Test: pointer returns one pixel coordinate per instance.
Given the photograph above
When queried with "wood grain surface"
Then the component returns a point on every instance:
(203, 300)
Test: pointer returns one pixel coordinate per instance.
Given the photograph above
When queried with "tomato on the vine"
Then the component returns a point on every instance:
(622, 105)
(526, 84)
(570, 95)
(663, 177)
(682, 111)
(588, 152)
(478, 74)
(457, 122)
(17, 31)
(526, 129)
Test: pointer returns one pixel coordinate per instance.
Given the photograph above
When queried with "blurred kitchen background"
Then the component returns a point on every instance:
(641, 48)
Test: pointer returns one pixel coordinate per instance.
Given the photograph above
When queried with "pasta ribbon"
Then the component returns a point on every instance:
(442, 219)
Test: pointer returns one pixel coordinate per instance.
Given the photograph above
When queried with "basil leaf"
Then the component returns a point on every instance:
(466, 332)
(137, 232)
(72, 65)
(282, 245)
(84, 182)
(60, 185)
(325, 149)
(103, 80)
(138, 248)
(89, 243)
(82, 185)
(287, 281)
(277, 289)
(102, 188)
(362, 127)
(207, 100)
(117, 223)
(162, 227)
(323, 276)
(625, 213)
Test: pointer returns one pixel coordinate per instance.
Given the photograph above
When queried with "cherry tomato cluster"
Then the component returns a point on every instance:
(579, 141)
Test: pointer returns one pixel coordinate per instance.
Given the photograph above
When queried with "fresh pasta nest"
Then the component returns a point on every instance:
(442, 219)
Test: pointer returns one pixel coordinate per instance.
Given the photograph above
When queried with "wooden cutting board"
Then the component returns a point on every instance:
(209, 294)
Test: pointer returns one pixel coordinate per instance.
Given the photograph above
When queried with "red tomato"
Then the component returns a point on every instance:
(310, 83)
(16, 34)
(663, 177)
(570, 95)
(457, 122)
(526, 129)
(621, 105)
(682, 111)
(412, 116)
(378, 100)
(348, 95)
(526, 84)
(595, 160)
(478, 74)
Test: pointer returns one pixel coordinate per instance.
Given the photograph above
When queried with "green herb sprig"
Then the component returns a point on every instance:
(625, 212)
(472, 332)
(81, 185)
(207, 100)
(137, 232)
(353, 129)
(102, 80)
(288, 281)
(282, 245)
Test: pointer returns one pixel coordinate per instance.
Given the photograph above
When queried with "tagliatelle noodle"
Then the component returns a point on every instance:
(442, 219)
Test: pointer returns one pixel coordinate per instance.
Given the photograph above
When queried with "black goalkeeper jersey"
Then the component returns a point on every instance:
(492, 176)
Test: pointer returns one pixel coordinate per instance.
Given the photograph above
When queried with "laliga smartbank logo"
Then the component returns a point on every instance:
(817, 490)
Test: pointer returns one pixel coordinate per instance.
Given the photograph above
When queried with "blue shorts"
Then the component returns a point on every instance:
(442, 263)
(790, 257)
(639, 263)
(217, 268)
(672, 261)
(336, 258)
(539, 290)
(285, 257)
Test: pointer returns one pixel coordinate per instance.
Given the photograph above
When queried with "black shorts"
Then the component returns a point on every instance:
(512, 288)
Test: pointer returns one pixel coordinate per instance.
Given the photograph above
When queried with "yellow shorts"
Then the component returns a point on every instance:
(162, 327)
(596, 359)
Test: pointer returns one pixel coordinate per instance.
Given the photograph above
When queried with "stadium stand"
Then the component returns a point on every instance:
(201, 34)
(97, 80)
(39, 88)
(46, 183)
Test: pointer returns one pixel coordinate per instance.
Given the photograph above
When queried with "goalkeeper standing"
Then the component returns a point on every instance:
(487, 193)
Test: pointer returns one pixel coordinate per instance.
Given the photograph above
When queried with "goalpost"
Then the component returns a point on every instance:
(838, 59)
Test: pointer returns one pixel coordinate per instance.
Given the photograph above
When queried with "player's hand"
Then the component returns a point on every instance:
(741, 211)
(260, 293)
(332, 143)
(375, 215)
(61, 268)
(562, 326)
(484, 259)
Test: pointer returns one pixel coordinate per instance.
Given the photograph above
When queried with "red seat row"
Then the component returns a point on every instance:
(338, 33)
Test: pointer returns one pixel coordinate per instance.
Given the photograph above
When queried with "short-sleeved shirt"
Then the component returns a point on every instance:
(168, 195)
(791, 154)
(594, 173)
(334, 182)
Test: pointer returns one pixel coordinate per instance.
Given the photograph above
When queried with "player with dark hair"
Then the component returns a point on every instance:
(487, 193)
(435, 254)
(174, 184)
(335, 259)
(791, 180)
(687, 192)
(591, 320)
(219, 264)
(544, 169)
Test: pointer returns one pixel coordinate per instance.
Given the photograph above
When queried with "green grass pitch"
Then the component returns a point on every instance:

----

> Short problem:
The records above must be repeated exactly, every one of them.

> The output:
Test: pointer returns one pixel coordinate per instance.
Given the photograph above
When queried with "wood grain surface"
Then the component returns a point on every instance:
(203, 300)
Test: pointer returns one pixel coordinate per instance.
Given the photograph above
When queried with "tomato on the vine"
Then the component returns a point on every instance:
(622, 105)
(526, 84)
(570, 95)
(663, 177)
(682, 111)
(588, 152)
(478, 74)
(457, 122)
(17, 31)
(526, 129)
Test: pointer returns one pixel coordinate per instance.
Given the photograph above
When queried with "blurred kitchen background"
Then the component returns a point on every instance:
(641, 48)
Test: pointer returns one pixel coordinate per instance.
Given the photograph above
When queried with "pasta ribbon"
Then the component returns a point on every instance:
(442, 219)
Test: pointer returns one pixel coordinate per instance.
Given the photograph above
When queried with "basil leaf"
Then the component returns a point on every instance:
(466, 332)
(137, 232)
(72, 65)
(282, 245)
(84, 182)
(60, 185)
(325, 149)
(103, 80)
(138, 248)
(89, 243)
(82, 185)
(287, 281)
(277, 289)
(102, 188)
(362, 127)
(207, 100)
(117, 223)
(162, 227)
(323, 276)
(625, 213)
Test: pointer returns one pixel coordinate per instance.
Given the photograph above
When queried with "cherry tomato cluster"
Then the component returns a point on every instance:
(579, 141)
Test: pointer returns one pixel coordinate per instance.
Given the photograph above
When queried with "fresh pasta nest"
Then the component returns a point on every instance:
(442, 219)
Test: pointer returns one pixel coordinate per instance.
Given the photograph above
When queried with "wooden cutting board"
Then the component returns a point on every instance:
(209, 294)
Test: pointer returns one pixel coordinate per instance.
Given the photograph above
When queried with "red tomato"
Then the component returns a point on every instance:
(310, 83)
(16, 34)
(663, 177)
(570, 95)
(457, 122)
(526, 129)
(621, 105)
(682, 111)
(412, 116)
(378, 100)
(348, 95)
(526, 84)
(595, 160)
(478, 74)
Test: pointer returns one pixel coordinate per instance.
Given the photograph above
When queried with "green herb sprig"
Then the component returns a point on every instance:
(625, 212)
(472, 332)
(81, 185)
(207, 100)
(137, 232)
(353, 129)
(102, 80)
(288, 281)
(282, 245)
Test: pointer returns one pixel coordinate per instance.
Given the photograph above
When queried with "tagliatelle noodle"
Then the component returns a point on every instance:
(442, 219)
Test: pointer returns one pixel coordinate per instance.
Given the photograph above
When queried with "black goalkeeper jersey"
Then the component returns a point on every instance:
(492, 176)
Test: pointer returns one pixel coordinate per instance.
Given the photograph above
When queried with "laliga smartbank logo"
Then the component returns a point on every instance:
(817, 490)
Test: pointer returns one pixel coordinate per instance.
Given the photograph above
When queried with "blue shorts"
Then the component returns a point on every instance:
(442, 263)
(790, 257)
(639, 263)
(217, 268)
(672, 261)
(336, 258)
(539, 290)
(285, 257)
Test: pointer returns one pixel coordinate per instance.
Given the photograph above
When queried with "black shorts"
Then the component returns a point on every instance:
(512, 288)
Test: pointer returns one pixel coordinate per instance.
Given the photograph above
When queried with "yellow shorts"
Then the component returns a point on every instance:
(162, 327)
(596, 359)
Test: pointer returns one pixel coordinate per instance.
Given the photograph above
When queried with "stadium stand"
Then the component returns a point on every instance:
(201, 34)
(97, 80)
(39, 88)
(46, 183)
Test: pointer returns one pixel coordinate per instance.
Given the photograph above
When queried with "goalkeeper standing"
Then the component returns a point on every instance:
(487, 193)
Test: pointer returns one pixel coordinate per instance.
Given the photograph above
When queried with "goalpost"
Then the component returns a point on every instance:
(838, 59)
Test: pointer returns one pixel coordinate per instance.
Given the photograph above
When queried with "player's hand"
Then the component returns a point on every instance:
(741, 211)
(260, 293)
(332, 143)
(375, 215)
(61, 268)
(562, 326)
(484, 259)
Test: pointer returns one pixel coordinate per instance.
Given the photograph above
When queried with "red seat row"
Then the component returns a point on every instance:
(338, 33)
Test: pointer returns one pixel coordinate per instance.
Given the photograph above
When queried with "short-sleeved shirt"
Then the component returns a point on every instance:
(168, 195)
(791, 154)
(594, 173)
(334, 182)
Test: pointer returns one pixel coordinate per instance.
Given the photograph above
When queried with "player with dark hair"
Then the component returns a point on every instance:
(487, 193)
(435, 254)
(174, 184)
(335, 259)
(791, 180)
(687, 192)
(591, 320)
(219, 264)
(544, 169)
Test: pointer returns one pixel coordinate per instance.
Given the photograph above
When queried with "green grass pitch"
Then the component returns a point on every instance:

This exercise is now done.